Short problem: Copy the data below word for word, from its beginning up to and including the line that contains "(774, 1032)", and omit the pictures from your copy.

----

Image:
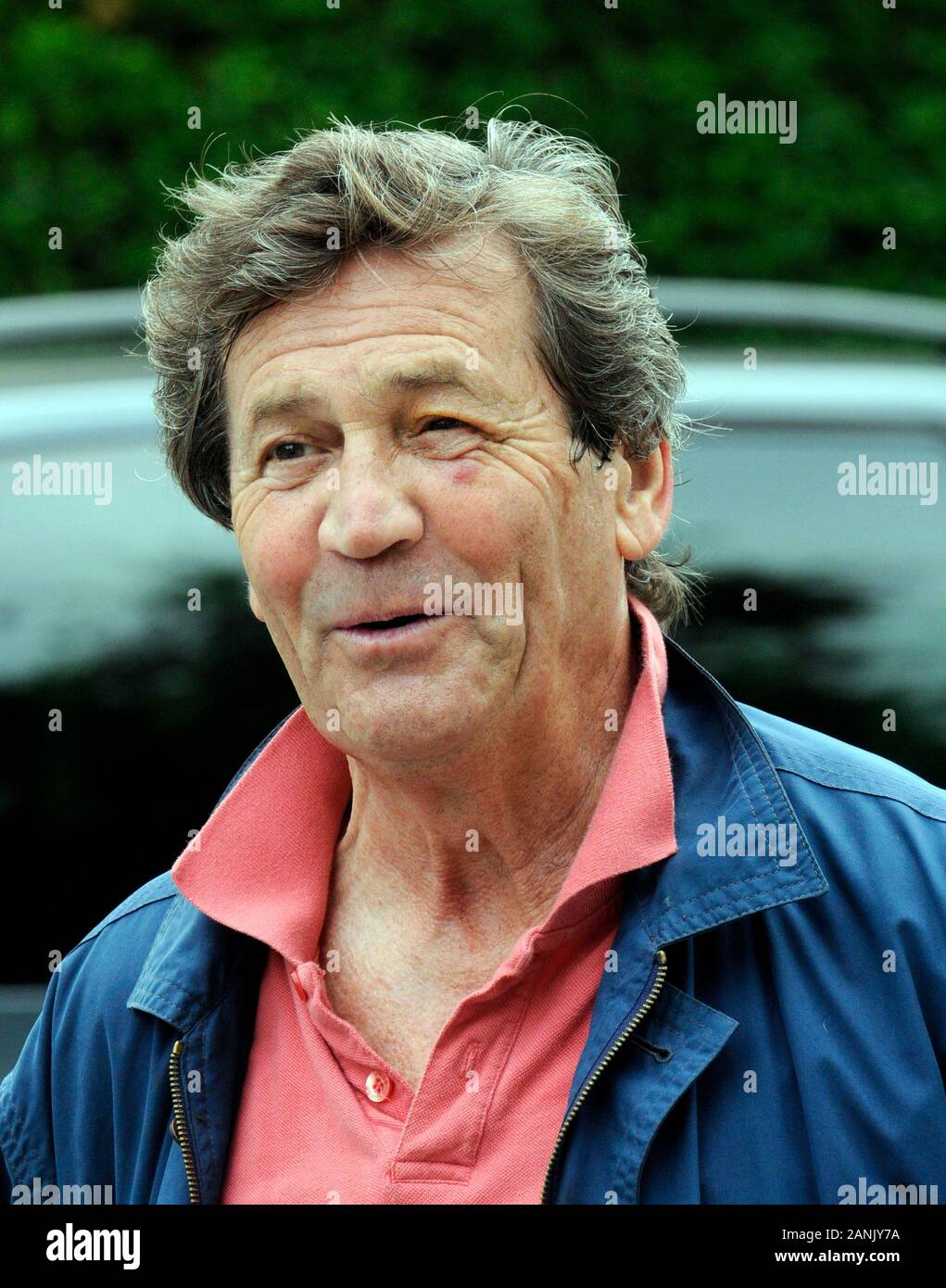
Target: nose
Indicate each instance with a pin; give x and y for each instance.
(367, 511)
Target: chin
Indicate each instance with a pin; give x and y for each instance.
(413, 719)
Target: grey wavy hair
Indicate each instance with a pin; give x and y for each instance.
(273, 227)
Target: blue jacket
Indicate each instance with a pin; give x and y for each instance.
(774, 1032)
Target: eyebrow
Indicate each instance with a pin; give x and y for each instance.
(436, 373)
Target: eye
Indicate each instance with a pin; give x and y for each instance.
(294, 448)
(437, 423)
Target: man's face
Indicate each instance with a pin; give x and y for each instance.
(397, 430)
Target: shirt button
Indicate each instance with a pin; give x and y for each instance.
(377, 1085)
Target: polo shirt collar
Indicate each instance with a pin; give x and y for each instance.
(261, 862)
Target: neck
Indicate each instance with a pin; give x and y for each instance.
(479, 844)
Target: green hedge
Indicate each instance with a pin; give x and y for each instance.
(95, 118)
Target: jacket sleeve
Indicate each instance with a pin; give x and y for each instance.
(26, 1104)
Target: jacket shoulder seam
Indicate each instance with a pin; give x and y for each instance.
(121, 912)
(864, 785)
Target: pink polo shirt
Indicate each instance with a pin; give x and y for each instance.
(323, 1118)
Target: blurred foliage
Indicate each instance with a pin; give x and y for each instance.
(95, 118)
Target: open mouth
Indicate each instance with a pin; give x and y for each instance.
(391, 623)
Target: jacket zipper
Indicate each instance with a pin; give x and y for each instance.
(181, 1132)
(661, 958)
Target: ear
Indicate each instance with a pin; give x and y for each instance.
(255, 604)
(642, 502)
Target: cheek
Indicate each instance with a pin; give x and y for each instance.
(278, 563)
(462, 472)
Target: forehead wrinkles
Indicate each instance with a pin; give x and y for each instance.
(501, 360)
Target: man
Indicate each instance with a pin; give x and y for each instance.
(519, 905)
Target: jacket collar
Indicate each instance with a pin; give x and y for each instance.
(721, 770)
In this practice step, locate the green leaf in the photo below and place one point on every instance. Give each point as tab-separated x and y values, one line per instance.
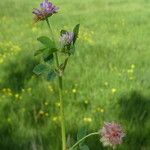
76	32
46	41
81	133
84	147
63	65
40	69
48	55
40	51
51	75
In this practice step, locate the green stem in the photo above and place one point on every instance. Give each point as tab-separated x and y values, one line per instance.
63	130
76	144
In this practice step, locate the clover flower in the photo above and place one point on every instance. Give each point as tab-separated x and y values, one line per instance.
112	134
46	10
67	38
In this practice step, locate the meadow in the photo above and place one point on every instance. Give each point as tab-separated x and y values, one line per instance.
107	79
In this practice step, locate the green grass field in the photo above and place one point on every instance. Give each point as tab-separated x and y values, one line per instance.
108	78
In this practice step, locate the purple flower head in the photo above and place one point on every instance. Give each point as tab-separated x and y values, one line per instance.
112	134
46	10
66	38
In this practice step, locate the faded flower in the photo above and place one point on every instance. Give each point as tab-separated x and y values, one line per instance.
112	134
46	10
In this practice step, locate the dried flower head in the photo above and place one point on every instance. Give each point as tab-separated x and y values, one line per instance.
67	38
112	134
46	10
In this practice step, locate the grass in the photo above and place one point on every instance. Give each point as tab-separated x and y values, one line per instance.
108	73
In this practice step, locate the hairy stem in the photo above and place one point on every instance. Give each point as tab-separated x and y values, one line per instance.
78	142
63	130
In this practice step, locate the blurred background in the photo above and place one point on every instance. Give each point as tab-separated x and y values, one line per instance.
108	78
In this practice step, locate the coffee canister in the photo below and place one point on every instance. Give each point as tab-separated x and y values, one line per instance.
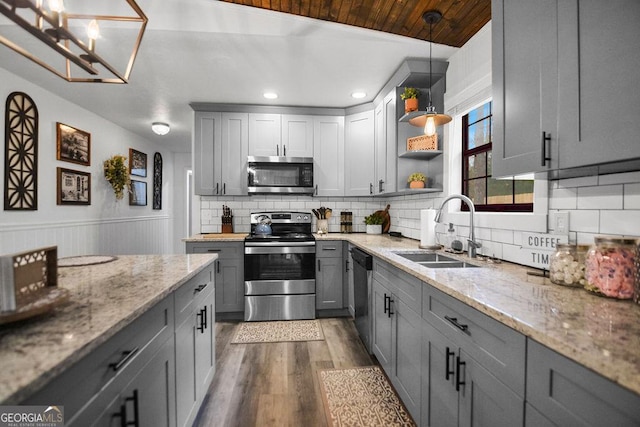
610	267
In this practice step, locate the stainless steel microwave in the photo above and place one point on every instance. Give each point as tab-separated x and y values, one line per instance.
282	175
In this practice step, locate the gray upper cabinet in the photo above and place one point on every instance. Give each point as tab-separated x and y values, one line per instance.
359	150
599	69
264	135
562	73
385	145
280	135
328	155
220	147
524	69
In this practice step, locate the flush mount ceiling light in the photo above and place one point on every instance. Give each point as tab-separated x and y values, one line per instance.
70	33
430	120
160	128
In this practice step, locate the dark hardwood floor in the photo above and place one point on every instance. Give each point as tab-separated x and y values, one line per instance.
276	384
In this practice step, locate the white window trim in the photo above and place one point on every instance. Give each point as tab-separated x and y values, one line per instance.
517	221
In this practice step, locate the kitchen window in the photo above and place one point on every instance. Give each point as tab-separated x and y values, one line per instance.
487	193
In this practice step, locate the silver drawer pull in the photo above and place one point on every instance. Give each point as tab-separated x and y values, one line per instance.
454	322
126	356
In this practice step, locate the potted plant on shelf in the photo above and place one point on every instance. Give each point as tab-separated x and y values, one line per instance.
117	173
417	180
374	223
410	98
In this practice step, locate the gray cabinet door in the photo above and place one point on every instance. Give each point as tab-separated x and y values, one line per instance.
569	394
382	339
359	154
231	166
329	288
297	135
599	64
328	156
439	395
524	73
229	273
486	401
406	358
265	135
207	131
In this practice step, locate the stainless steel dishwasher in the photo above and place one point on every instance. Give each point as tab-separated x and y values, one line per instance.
362	266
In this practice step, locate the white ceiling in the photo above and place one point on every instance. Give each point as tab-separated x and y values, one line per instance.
210	51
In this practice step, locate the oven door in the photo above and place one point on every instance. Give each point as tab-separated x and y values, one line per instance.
279	262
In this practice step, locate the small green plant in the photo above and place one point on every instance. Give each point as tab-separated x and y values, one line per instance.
409	92
417	176
374	219
117	173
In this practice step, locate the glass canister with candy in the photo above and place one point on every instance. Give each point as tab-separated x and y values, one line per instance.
610	268
567	265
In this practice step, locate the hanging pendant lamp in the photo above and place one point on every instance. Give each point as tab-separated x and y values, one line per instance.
430	120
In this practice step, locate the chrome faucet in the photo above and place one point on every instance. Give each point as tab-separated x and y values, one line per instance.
472	244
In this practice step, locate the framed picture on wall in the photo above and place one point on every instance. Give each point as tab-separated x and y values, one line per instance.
73	145
137	163
138	193
73	187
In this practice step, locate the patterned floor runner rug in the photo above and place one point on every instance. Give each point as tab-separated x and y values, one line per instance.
281	331
361	397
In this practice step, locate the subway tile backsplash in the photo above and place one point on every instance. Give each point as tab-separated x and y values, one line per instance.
606	204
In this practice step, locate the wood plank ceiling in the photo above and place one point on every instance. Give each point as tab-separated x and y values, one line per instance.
461	19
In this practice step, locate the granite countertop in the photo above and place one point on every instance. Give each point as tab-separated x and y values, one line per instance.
600	333
104	298
218	237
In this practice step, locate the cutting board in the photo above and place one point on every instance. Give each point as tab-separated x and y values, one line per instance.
386	224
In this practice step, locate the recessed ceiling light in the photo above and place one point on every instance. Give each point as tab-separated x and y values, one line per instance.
160	128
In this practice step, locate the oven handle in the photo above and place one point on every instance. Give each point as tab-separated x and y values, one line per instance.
279	249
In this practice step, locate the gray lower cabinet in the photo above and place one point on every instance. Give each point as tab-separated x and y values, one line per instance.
473	367
195	345
396	304
563	393
145	373
329	275
229	272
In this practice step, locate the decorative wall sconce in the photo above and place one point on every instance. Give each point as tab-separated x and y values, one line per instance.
73	31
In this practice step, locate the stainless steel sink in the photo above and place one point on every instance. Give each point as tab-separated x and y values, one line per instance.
447	264
424	256
434	260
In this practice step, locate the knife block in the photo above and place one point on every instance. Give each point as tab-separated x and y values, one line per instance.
227	224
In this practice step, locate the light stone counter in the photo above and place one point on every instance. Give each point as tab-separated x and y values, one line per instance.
600	333
104	298
217	237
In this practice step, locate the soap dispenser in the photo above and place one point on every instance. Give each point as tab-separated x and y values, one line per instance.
451	236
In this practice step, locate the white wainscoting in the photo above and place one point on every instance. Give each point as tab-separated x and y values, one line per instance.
123	236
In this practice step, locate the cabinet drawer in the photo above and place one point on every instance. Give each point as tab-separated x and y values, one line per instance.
109	362
330	249
198	287
404	286
224	250
569	394
498	348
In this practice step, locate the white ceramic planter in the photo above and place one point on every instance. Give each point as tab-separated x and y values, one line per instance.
374	229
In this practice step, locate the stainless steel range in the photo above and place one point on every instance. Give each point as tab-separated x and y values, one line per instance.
279	267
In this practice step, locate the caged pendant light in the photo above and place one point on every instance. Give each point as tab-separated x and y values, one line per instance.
430	120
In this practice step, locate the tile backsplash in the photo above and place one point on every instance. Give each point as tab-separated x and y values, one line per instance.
606	204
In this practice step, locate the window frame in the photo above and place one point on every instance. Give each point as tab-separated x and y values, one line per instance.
467	153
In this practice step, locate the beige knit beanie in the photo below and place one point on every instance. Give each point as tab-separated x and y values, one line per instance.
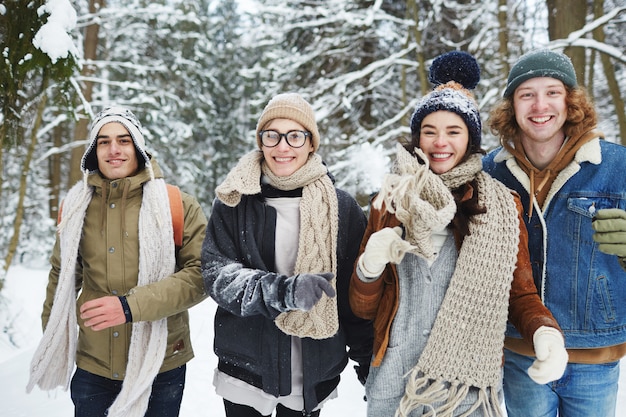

----

Answer to the problem:
Image:
Target: nose
Indicate each instance with a pin; give x and y for each instance.
(367, 511)
Target: chin
Indicate each instance with a pin; give x and y for each instance.
(413, 719)
Target: grey wavy hair
Indicate each instance with a pin; give x and y for each instance.
(273, 227)
Target: blue jacket
Indicate each instance with a pin; give x and y for each instance.
(774, 1032)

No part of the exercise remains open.